:: Exercise tasks ::
A: Translate this sentence from the gas storage planning passage into Spanish: "The single biggest obstacle to the application of optimization techniques using a reservoir simulator as the forecasting tool is the computational time required to complete a single simulation."
B: Decide whether each statement agrees with the gas storage planning passage, answering yes or no and quoting the deciding words:
(i) The current paper accounts for uncertainties in reservoir properties.
(ii) In the ANN-GA approach, the best-performing strategies are checked against the original simulator.
(iii) Reservoir simulation coupled with systematic optimization is widely used in the petroleum industry.
C: According to the gas storage planning passage, what does the Genetic Algorithm use in place of the original simulator to evaluate each strategy?

:: Passage shown ::
Segment Open

This is the first of two papers describing the application of simulator-optimization methods to a natural gas storage field development planning problem. The results presented here illustrate the large gains in cost-effectiveness that can be made by employing the reservoir simulator as the foundation for a wide-ranging search for solutions to management problems. The current paper illustrates the application of these techniques given a deterministic view of the reservoir. A future paper will illustrate adaptations needed to accommodate uncertainties regarding reservoir properties.


Although reservoir simulation is a well-established component of reservoir management throughout much of the petroleum industry, little use has been made of reservoir simulation coupled with systematic optimization techniques, i.e., simulation-optimization.

The main advantage of applying optimization tools, per se, to decision-making problems is that they are less restricted by human imagination than conventional case-by-case comparisons. As the number of competing engineering, economic, and environmental planning objectives and constraints increases, it becomes difficult for human planners to track complex interactions and select a manageable set of promising development strategies for examination. Using optimization techniques, the search can range over all possible combinations of variables, locating strategies whose effectiveness is not always obvious to planners.

The advantage of coupling the reservoir simulator to these optimization tools is that the search for strategies can be based on the simultaneous evaluation of reservoir performance measures and other economic, environmental, and policy considerations. It is no longer necessary to treat technical decisions driven by simulator forecasts of reservoir response and these other components of the decision-making process as separate steps.

The single biggest obstacle to the application of optimization techniques using a reservoir simulator as the forecasting tool is the computational time required to complete a single simulation. Even the examination of 10 variations on a field development plan becomes cumbersome when a single run requires hours to complete. Extending the use of these simulators into optimization regimes involving hundreds or thousands of runs poses a computational problem bigger than most organizations are willing or able to tackle.

The ANN-GA solution to this problem is to train artificial neural networks (ANNs) to predict selected information that the simulator would normally predict. A heuristic technique such as the Genetic Algorithm (GA) then searches for increasingly better strategies (for example, the most productive infill drilling pattern), using the trained networks to evaluate the effectiveness of each strategy in place of the original simulator. After analysis of the results of the search, the best-performing strategies are submitted to the original simulator to confirm their performance. The components of the methodology are illustrated in Fig. 1.

Segment Closed

:: Record excerpts ::

Segment Open

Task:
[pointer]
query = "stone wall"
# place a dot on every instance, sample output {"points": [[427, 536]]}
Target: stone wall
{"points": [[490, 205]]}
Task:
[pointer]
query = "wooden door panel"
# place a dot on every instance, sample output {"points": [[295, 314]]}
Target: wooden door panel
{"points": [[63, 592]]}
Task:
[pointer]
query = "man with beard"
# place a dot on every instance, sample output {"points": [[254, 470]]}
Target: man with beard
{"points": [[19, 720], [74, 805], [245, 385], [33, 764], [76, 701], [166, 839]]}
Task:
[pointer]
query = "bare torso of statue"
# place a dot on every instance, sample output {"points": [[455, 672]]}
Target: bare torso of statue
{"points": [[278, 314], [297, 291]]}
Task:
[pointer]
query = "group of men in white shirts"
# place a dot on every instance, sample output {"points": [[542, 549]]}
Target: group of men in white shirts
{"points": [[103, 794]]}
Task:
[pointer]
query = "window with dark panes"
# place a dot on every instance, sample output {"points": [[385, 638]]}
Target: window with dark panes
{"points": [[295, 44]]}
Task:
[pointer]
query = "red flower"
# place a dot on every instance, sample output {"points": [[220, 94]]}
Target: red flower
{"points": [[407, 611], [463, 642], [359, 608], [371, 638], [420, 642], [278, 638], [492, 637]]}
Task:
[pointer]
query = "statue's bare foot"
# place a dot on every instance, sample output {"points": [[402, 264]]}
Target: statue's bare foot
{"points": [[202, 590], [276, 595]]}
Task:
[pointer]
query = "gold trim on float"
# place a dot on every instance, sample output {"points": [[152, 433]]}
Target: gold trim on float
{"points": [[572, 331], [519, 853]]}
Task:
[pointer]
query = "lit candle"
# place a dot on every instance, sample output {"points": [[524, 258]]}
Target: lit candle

Segment Closed

:: Answers to the exercise ::
A: El mayor obstáculo para la aplicación de técnicas de optimización que utilizan un simulador de yacimientos como herramienta de pronóstico es el tiempo de cómputo necesario para completar una sola simulación.

B:
(i) No: "The current paper illustrates the application of these techniques given a deterministic view of the reservoir."
(ii) Yes: "the best-performing strategies are submitted to the original simulator to confirm their performance."
(iii) No: "little use has been made of reservoir simulation coupled with systematic optimization techniques."

C: The trained artificial neural networks.